§ **Your objective**: Pick out each line in the data below that contains the word "night" and copy those lines in full.

§ **Record set**:
▬▬▬

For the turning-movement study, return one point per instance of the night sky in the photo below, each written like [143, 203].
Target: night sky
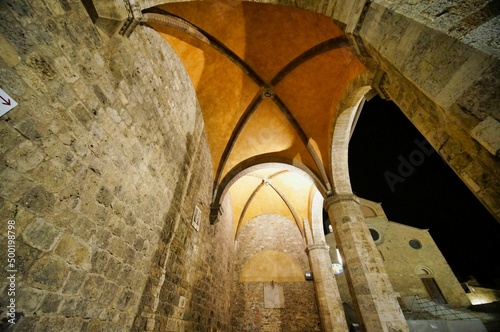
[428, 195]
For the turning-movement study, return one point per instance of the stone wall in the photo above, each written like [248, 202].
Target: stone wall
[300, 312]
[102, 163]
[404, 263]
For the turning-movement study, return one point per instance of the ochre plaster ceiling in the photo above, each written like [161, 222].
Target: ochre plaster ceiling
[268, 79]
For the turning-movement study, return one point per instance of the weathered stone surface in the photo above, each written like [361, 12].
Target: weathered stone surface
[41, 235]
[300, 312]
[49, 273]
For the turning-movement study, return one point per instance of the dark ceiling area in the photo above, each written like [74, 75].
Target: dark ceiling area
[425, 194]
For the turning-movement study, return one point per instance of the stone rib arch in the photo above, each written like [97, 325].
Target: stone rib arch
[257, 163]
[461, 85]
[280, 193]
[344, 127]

▬▬▬

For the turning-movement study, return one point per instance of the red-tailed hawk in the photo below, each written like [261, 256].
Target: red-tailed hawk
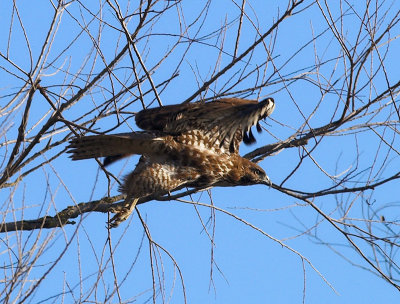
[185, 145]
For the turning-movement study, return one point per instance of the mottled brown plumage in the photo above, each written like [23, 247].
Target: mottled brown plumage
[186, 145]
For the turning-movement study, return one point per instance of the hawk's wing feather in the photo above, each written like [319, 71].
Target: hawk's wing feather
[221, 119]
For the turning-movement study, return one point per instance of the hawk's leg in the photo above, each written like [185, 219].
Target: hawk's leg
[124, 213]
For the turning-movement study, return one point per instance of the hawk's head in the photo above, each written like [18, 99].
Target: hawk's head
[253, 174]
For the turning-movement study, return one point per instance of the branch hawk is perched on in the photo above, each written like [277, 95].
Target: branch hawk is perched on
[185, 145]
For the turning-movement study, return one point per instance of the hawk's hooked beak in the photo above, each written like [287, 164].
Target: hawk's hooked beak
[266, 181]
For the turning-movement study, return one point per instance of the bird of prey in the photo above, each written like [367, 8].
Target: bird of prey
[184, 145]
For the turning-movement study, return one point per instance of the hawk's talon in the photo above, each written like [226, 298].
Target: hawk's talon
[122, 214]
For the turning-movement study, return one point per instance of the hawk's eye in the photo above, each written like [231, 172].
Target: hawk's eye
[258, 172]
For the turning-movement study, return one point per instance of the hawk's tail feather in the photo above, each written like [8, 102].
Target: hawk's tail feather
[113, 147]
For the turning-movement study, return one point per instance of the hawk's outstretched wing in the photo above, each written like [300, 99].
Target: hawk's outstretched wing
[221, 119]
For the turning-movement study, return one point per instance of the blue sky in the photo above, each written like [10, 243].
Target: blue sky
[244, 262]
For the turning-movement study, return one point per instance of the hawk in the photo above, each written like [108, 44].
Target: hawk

▬▬▬

§ **Result below**:
For the turning-movement study, return one point per instance of the night sky in the photo below, each written like [143, 203].
Target: night sky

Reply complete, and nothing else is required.